I Don’t Mind “Cancel”

A few things are popular in online-math-education-land. One is trying to be precise with the mathematical language we use. I often advocate for these ideas. When my students say “FOIL” or “cross-multiply” or “add a zero when you multiply by ten” or “keep-change-change” I’m likely to go off on a micro-tirade. That language is ambiguous in cases, doesn’t support understanding, and doesn’t generalize well.

But recently I’ve noticed how often I try to use something instead of saying “cancel.” “Divide to make one” or “subtract to make zero” are fine, but I find them a little obtuse and distracting in the moment. I mean, they’re correct, but they’re also not language students are familiar with. It can be distracting not to use a simple word students recognize when I’m trying to make a broader point about integration or sums of series. I often try to use more precise language, but at times it seems simpler just to say “cancel.”

Thinking more about “cancel,” it actually has a fairly precise meaning. I use it most often in two cases: when two terms divide to make one, or subtract to make zero. I don’t think it’s crazy for one word to mean two things. That happens all the time in math. And those are actually two instances of one mathematical idea: using inverse operations to make the identity. In this case, either the multiplicative identity or the additive identity. From that perspective, “cancel” generalizes well to the case of squaring a square root or exponentiating a logarithm. And I don’t think it’s a bad thing to have a general word to refer to that collective idea.

Tina Cardone’s book Nix the Tricks has a great epigraph:

“I would say, then, that it is not reasonable to even mention this technique.
If it is so limited in its usefulness, why grant it the privilege of a name and
some memory space? Cluttering heads with specialized techniques that mask
the important general principle at hand does the students no good, in fact it
may harm them. Remember the Hippocratic oath – First, do no harm.”
+ + + +
- [Problems to solve]
A) In the post about saying "cancel," rewrite the stretch from "Thinking more about" through "mention this technique.", putting "neutral value" in place of "identity" each time it appears.
B) Answer these about the post on saying "cancel":
(i) In which two cases does the author use "cancel" most often?
(ii) Which book has the epigraph the author quotes?
(iii) Which oath does the epigraph's last line bring up?
C) Carry the post about saying "cancel" on from where it stops.
The rows have nothing to do with the post about saying "cancel."
+ + + +
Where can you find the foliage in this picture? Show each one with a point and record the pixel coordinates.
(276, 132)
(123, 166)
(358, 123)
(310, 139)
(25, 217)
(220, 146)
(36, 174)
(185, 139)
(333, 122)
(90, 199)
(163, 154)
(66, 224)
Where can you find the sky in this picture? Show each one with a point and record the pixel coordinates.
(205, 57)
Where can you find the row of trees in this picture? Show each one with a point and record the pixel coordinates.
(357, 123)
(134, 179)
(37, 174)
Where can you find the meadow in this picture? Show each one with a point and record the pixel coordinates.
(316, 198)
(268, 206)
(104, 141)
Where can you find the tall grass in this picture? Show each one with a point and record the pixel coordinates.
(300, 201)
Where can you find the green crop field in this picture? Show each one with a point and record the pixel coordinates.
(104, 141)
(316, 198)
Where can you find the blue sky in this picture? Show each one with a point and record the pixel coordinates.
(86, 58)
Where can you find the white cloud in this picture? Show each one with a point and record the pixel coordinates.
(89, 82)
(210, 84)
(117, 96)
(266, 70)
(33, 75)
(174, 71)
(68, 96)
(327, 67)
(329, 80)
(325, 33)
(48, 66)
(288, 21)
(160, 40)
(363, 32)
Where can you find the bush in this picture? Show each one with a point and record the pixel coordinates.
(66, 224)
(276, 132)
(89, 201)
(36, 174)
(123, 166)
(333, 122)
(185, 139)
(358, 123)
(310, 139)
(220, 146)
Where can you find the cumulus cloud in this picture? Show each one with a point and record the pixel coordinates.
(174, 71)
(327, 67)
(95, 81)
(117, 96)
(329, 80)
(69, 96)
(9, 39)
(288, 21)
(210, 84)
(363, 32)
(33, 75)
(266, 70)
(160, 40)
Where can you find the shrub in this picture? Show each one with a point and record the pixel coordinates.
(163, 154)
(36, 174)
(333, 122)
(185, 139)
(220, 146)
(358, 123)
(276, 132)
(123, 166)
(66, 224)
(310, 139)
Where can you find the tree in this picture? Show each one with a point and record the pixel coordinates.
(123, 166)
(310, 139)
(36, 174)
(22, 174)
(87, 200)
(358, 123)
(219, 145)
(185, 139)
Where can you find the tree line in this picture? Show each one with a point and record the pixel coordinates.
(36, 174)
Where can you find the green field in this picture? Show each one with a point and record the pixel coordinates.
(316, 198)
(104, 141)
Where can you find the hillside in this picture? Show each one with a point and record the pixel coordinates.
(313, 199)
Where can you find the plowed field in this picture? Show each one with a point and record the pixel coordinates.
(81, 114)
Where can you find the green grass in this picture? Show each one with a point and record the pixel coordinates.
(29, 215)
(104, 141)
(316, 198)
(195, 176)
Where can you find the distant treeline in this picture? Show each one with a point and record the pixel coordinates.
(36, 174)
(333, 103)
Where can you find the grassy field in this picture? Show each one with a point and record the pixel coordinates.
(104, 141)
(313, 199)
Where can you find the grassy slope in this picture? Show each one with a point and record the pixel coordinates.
+ + + +
- [Answers in order]
A)
Thinking more about “cancel,” it actually has a fairly precise meaning. I use it most often in two cases: when two terms divide to make one, or subtract to make zero. I don’t think it’s crazy for one word to mean two things. That happens all the time in math. And those are actually two instances of one mathematical idea: using inverse operations to make the neutral value. In this case, either the multiplicative neutral value or the additive neutral value. From that perspective, “cancel” generalizes well to the case of squaring a square root or exponentiating a logarithm. And I don’t think it’s a bad thing to have a general word to refer to that collective idea.

Tina Cardone’s book Nix the Tricks has a great epigraph:

“I would say, then, that it is not reasonable to even mention this technique.

B)
(i) When two terms divide to make one, or subtract to make zero.
(ii) Tina Cardone's Nix the Tricks.
(iii) The Hippocratic oath.

C)
– Jim Doherty

The thing is, “cancel” is a technique with broad application that is popular among students and teachers. If I taught Algebra I, I might think differently. But in Algebra II, Precalculus and Calculus, I don’t think I’m doing harm by using the word cancel, and helping students to use it consistently. Students typically come in with both accurate and inaccurate ideas of what it means to cancel. Rather than expunge the idea and try to plant several new ones in its place, why not embrace the useful and build on it a robust understanding of what mathematicians mean when they say cancel?

5 thoughts on “I Don’t Mind “Cancel”

  1. goldenoj

    The danger to me is that cancel somehow infers that because two things are the same, we can make them both disappear. It hides, in the multiplication case, the factor structure that’s crucial to understanding those expressions. (x+2)/(x+3)=2/3 is two slash marks away.

    That said, I trust you and believe you know your students and what their understanding is. You’re intentionally making a choice based on that, which is the height of teaching.

    1. dkane47 Post author

      I definitely hear you on this. But if I use the language “divide to 1” isn’t there a chance students interpret that as meaning (x+2)/(x+3)=(1+2)/(1+3) ?

      Thought-provoking though. Reminds me that no matter how precise the language I use, I need to take time to unpack exactly what the language means and why it makes sense. Those moments diving deep into the why seem really important, probably more important than everyday language when we’re using one tool in service of a broader problem.

  2. GW

    I’m all about the “Nix the Tricks” philosophy myself. Whenever possible, I try to make sure my students understand why we do what we do in math. But can we go overboard with it? Possibly.

    I agree with your take on the fact that there is nothing wrong with saying “cancel” as long as the students understand the concept. When we cancel, like you said, we are applying an inverse identify of multiplication or addition. This is also the same concept of “undoing” something. If I multiply by a number, then divide by that same number, the net effect on the value of the expression has become zero (i.e. unchanged). If a business person lost their company $1,000 on one deal, but earned their company $1,000 on a different deal, one might say that their two deals “cancelled each other out” in term of net profit so that the aggregate resulting profit was zero. Apply the same principle to one’s carbon footprint. How does one become carbon neutral? Most likely, they will have actions that contribute carbon dioxide to the environment. But they will also take actions that remove carbon dioxide which in effect cancels out the contributions, making that individual or company carbon neutral. This concept that two actions that are equal in magnitude but opposing in direction (adding/subtracting, multiplying/dividing, etc.) are fairly common and mostly intuitive to students, particularly at the high school level. I don’t see the use of the word “cancel” as short-circuiting their understanding of mathematical process.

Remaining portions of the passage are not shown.